→ To do: Extract, verbatim, all lines starting at the one containing "of the wandlenews.com" and ending with the final line of the listing, and no others.

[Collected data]
****************

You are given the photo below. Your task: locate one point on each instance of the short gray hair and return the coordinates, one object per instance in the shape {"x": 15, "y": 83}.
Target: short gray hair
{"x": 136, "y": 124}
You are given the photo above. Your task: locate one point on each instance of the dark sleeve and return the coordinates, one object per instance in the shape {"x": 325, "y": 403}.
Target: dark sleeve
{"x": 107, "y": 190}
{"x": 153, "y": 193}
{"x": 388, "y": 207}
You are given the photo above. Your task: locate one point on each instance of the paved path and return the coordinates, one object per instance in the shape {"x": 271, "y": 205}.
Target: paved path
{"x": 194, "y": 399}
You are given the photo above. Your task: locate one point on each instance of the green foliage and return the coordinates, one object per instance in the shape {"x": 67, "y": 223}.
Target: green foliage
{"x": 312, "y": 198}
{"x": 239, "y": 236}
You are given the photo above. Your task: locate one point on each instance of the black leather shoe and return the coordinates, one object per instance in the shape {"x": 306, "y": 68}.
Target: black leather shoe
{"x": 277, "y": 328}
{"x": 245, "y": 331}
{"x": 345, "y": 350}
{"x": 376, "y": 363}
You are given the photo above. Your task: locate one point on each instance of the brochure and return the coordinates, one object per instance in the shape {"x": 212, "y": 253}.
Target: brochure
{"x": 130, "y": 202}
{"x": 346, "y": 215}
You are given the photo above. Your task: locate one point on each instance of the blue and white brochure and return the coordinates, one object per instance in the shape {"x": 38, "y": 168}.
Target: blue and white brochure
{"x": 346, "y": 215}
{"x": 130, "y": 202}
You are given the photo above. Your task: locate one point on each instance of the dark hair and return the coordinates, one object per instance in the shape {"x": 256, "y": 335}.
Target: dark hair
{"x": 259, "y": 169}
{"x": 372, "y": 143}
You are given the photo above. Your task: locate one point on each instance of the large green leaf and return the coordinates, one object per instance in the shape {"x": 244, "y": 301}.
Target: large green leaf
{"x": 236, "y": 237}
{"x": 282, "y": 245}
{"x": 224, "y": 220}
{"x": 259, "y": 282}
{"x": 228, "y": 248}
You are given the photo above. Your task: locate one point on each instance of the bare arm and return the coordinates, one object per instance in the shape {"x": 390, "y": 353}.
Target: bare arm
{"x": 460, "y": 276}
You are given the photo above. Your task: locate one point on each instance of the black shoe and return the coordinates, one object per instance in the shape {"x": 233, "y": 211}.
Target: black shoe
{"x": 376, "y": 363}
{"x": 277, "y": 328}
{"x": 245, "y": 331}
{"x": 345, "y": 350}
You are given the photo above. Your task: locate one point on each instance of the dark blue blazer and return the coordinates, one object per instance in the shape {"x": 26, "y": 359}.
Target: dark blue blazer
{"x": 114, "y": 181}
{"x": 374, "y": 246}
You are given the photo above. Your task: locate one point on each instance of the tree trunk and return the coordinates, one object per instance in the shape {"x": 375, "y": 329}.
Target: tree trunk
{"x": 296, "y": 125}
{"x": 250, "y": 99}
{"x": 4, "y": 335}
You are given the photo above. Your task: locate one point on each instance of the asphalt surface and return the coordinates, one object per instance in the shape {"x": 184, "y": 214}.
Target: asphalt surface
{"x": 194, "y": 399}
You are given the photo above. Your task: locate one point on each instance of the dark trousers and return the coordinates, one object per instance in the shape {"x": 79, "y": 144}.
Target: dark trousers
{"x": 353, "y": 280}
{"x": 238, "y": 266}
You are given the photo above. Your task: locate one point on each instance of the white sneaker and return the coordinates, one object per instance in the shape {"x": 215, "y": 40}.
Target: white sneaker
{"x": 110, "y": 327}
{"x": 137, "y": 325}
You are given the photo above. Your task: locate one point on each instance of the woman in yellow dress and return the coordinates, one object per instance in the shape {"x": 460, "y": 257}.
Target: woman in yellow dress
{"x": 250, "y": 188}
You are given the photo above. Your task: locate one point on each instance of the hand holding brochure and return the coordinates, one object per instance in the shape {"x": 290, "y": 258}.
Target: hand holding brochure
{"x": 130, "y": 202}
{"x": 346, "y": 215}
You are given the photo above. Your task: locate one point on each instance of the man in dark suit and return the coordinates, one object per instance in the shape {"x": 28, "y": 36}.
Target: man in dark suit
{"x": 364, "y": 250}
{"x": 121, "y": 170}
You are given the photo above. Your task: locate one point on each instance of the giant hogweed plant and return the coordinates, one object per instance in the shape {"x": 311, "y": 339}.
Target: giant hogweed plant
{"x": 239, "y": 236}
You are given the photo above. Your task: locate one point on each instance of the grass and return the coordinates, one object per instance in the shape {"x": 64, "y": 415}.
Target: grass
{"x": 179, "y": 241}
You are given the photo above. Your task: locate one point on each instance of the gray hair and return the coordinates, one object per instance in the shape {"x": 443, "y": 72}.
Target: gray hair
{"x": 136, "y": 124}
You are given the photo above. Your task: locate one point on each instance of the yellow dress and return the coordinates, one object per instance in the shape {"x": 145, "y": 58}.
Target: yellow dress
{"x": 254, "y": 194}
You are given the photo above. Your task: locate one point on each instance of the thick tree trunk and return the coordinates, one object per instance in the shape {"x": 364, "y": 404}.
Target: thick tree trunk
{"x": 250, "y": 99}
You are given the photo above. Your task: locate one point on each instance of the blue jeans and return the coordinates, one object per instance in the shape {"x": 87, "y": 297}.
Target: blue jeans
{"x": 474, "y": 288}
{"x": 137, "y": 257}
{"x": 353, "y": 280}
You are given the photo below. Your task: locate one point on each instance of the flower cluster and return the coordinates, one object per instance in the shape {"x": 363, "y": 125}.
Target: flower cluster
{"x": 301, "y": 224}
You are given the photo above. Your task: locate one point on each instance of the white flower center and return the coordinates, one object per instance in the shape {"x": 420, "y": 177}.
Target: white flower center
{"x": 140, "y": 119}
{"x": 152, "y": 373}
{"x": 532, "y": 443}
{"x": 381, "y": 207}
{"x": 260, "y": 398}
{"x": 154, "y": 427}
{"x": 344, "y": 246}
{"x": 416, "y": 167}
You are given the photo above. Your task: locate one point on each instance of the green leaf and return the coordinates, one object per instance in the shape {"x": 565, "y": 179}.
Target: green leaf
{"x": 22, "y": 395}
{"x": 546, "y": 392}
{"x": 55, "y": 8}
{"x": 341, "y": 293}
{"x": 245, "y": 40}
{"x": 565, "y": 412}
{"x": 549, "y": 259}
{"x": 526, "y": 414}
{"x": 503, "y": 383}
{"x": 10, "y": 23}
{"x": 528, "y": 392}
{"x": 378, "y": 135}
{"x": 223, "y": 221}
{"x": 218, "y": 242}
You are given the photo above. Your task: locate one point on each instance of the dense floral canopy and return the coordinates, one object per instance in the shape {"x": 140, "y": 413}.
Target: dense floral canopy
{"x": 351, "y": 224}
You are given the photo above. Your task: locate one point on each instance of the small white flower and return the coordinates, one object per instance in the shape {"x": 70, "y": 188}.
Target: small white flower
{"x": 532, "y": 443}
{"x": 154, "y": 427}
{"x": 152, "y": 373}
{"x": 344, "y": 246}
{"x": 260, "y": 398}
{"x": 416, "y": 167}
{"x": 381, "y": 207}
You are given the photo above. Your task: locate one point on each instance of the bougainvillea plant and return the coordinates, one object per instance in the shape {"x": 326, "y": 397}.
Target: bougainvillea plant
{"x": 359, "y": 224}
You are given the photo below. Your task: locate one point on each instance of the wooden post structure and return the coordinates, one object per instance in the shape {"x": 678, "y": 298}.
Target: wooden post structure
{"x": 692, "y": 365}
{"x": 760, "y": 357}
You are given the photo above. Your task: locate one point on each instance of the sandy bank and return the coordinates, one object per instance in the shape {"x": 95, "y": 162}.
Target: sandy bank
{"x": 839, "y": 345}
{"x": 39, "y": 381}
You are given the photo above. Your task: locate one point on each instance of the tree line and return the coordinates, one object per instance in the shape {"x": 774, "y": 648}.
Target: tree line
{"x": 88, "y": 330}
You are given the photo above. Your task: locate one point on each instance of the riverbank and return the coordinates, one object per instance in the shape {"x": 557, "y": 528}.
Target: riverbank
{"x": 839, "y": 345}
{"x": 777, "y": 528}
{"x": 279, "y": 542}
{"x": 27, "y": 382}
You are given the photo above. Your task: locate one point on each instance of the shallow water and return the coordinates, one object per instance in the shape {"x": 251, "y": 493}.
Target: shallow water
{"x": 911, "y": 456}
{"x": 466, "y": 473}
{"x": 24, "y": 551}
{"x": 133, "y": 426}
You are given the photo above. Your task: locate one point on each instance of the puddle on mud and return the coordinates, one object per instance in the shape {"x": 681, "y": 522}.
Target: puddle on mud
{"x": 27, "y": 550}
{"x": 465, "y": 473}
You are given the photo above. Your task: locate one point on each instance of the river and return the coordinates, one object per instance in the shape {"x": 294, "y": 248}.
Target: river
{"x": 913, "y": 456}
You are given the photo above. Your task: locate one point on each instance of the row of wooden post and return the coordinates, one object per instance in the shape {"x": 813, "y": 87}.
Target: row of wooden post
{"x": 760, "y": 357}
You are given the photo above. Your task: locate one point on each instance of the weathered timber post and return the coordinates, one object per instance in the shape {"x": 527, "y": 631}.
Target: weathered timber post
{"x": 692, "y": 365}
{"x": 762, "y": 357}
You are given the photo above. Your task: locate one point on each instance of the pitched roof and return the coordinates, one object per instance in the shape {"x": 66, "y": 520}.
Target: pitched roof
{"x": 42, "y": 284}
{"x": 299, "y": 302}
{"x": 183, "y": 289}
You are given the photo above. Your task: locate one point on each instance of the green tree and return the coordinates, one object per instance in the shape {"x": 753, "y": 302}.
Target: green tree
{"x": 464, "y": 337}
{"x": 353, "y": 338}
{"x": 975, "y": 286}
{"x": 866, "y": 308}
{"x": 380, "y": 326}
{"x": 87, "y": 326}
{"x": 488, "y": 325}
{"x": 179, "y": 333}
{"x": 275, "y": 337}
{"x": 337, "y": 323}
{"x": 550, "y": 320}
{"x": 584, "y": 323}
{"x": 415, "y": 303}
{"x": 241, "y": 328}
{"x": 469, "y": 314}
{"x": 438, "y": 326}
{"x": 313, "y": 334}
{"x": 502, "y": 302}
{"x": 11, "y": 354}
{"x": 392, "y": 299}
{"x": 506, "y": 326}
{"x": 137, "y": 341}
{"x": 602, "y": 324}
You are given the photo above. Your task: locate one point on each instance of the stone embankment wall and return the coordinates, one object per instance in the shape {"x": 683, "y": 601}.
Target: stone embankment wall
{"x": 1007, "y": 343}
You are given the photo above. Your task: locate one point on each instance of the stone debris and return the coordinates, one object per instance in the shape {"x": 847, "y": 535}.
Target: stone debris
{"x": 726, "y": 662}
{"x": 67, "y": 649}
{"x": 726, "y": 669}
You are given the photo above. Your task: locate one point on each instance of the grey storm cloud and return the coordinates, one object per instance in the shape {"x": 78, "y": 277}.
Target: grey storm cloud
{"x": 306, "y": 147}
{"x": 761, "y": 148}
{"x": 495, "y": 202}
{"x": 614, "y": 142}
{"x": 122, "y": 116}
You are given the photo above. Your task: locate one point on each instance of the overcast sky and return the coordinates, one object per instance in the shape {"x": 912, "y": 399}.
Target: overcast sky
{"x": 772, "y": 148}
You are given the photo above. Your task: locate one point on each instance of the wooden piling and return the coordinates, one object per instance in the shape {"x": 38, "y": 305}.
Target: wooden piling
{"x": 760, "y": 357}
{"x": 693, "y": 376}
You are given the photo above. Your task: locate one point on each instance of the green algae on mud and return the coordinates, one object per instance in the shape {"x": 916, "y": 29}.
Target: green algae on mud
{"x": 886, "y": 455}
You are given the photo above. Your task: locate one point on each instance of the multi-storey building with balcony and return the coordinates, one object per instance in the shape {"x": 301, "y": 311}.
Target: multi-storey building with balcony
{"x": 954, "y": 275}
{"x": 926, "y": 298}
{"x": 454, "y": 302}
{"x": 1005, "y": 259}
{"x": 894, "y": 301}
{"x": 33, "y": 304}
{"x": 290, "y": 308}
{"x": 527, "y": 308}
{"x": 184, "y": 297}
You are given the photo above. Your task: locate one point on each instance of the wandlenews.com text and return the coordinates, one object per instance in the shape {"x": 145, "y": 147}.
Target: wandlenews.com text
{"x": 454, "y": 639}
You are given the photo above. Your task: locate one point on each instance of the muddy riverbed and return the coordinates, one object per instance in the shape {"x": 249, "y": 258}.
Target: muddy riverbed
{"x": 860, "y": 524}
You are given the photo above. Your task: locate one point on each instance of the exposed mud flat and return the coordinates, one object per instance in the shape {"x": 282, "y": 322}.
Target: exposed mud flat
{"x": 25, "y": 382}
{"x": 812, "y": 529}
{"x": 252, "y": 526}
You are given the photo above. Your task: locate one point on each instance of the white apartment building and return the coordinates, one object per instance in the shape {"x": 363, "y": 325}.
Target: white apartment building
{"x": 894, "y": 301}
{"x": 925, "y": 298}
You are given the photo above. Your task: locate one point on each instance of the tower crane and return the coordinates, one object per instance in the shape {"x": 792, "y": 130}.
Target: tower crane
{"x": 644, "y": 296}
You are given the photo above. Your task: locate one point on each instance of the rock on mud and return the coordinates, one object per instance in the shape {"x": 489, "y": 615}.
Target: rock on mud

****************

→ Final answer:
You are given the photo above. Your task: locate one point on each instance of the wandlenews.com text and return the coordinates, one object per instance in the shape {"x": 145, "y": 147}.
Target: wandlenews.com text
{"x": 454, "y": 639}
You are given the photo above. Your task: locate one point on each instance of the muddy riverbed and return the coordinates, one object per instance in the shape {"x": 249, "y": 258}.
Target: muddy riverbed
{"x": 860, "y": 524}
You are given the photo above. Your task: locate one point on each instance of the exposed mud flat and return the coordinates, one object per instance in the shape {"x": 282, "y": 322}.
Target: exposed mud flat
{"x": 25, "y": 382}
{"x": 812, "y": 529}
{"x": 252, "y": 526}
You are given the photo above. Your task: locate one point on each instance of the white apartment building and return the coordinates, one object per instance in the shape {"x": 363, "y": 325}.
Target: white apartment building
{"x": 894, "y": 301}
{"x": 925, "y": 298}
You are given the photo above. Your task: locate one point on each instance of the tower crane and return the coordinates, one object per instance in the shape {"x": 792, "y": 130}.
Target: tower crane
{"x": 644, "y": 296}
You are given the photo above. Your task: locate one point on each instance of the rock on mud and return the coordinates, one object per instance in the shape {"x": 489, "y": 615}.
Target: rock on mud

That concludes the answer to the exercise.